The City of Toronto says it suffered a “potential cyber breach” from a hack of data from use of its Accellion FTA file transfer server in January that may have involved the health information of individuals.
In its initial statement today, the city said it was notified of a potential cyber breach related to an unnamed third-party file transfer software vendor on Jan. 22. City staff later confirmed to IT World Canada that the incident involved Accellion.
The city realized on Jan. 22 there was an issue. Asked why it took until now to publicly reveal the incident, a city spokesperson said the office of the CISO has been investigating and only issued a report on April 20.
“It takes time to reach any sort of conclusion in view of the legacy system that was breached and the extent of investigation required,” the spokesperson said.
Exactly how many people’s personal information was exposed is still being investigated, the spokesperson added.
“The city has not received any ransom demand and we are also not aware that any individual has received a ransom demand as a result of this breach,” she added.
In its statement, the city said it “took immediate action and shut down access to the software that day, and the city’s chief information security officer immediately launched an investigation to determine the type of data that may have been compromised.”
The city has reported the breach to the provincial Information and Privacy Commissioner and will communicate with any individuals whose information may have been breached.
“The city is obligated to notify the IPC in any instances where personal health information is impacted,” the spokesperson said in an email. “The IPC was notified because there is the potential that personal health information was accessed.”
“The City of Toronto successfully wards off cyber attacks on a daily basis and is committed to protecting the privacy and security of Torontonians whose information is in its care and control,” says the April 30 news release from the city.
In February, cybersecurity agencies across five countries issued a global alert to organizations using the Accellion FTA file transfer application after a number of organizations at the start of the year admitted to being hacked through vulnerabilities in the software.
Publicly identified victims include energy producer Shell, Canadian business jet manufacturer Bombardier and the pharmacy operations of the U.S. Kroger supermarket chain.
According to an analysis by FireEye, a threat group leveraging vulnerabilities in FTA is using the dark web site of the Clop ransomware to post evidence to organizations they’ve been hit and demand a ransom to prevent copied data from being publicly released.

DATA>

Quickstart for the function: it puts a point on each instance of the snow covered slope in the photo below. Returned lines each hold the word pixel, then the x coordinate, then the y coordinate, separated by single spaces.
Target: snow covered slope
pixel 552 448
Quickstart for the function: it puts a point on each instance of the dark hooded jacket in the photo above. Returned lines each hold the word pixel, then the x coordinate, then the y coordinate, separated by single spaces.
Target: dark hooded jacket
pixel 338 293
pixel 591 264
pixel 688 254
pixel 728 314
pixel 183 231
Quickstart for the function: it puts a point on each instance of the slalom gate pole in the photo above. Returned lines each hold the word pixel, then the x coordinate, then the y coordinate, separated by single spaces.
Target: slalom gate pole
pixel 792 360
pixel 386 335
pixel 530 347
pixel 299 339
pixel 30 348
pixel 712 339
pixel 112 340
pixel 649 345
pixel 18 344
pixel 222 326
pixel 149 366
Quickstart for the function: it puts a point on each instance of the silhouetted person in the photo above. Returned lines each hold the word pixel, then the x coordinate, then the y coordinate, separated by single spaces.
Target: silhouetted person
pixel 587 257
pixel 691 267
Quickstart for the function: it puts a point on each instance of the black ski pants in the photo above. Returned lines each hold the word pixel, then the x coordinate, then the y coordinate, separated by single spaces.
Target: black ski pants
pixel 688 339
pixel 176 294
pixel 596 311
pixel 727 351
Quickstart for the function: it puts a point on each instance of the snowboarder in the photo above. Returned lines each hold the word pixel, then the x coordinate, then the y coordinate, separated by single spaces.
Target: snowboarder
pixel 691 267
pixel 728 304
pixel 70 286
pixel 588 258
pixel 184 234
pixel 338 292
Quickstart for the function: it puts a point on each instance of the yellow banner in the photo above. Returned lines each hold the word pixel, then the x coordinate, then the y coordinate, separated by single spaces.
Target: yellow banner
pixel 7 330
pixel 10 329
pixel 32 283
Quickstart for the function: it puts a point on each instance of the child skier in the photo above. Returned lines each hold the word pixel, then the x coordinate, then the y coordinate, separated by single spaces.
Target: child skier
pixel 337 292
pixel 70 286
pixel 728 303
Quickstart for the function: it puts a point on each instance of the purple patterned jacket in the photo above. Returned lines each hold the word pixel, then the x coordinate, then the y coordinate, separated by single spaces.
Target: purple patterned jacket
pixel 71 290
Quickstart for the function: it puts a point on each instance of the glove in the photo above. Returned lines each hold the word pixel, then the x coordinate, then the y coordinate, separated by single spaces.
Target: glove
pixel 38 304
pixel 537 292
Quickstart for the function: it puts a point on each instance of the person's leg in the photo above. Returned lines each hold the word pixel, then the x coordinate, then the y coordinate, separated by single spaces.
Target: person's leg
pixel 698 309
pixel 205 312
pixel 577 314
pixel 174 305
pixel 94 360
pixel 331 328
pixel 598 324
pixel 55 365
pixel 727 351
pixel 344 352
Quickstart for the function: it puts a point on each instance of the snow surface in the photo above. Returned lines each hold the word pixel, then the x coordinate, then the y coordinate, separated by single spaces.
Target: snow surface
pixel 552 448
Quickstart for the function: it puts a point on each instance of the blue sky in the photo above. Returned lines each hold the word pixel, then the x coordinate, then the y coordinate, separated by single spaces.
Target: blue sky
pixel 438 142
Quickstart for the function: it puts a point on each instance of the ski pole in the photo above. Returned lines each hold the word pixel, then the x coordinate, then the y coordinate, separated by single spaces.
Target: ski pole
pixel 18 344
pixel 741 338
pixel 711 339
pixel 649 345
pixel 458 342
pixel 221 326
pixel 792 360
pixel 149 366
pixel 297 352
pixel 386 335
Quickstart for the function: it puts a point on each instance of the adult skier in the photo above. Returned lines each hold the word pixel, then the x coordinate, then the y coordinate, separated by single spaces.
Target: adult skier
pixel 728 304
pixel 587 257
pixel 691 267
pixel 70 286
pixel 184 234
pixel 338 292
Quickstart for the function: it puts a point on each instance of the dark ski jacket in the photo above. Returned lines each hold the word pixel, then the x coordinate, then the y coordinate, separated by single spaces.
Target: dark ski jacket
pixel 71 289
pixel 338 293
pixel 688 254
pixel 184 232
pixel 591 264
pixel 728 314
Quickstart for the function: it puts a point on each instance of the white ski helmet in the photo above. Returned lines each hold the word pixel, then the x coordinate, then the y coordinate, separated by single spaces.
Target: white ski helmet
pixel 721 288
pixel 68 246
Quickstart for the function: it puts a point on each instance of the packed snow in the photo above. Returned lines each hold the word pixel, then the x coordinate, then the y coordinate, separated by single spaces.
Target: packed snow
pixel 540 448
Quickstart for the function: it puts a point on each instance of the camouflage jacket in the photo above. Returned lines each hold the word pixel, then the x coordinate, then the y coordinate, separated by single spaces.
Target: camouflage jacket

WHAT TO WORK ON>
1. In the Toronto breach article, on what date did the office of the CISO issue its report?
2. Which organizations does the Toronto breach article list as publicly identified victims of the Accellion FTA hacks?
The material is separate from the Toronto breach article.

ANSWERS FOR THE TASKS>
1. April 20

2. Shell, Bombardier, and the pharmacy operations of the U.S. Kroger supermarket chain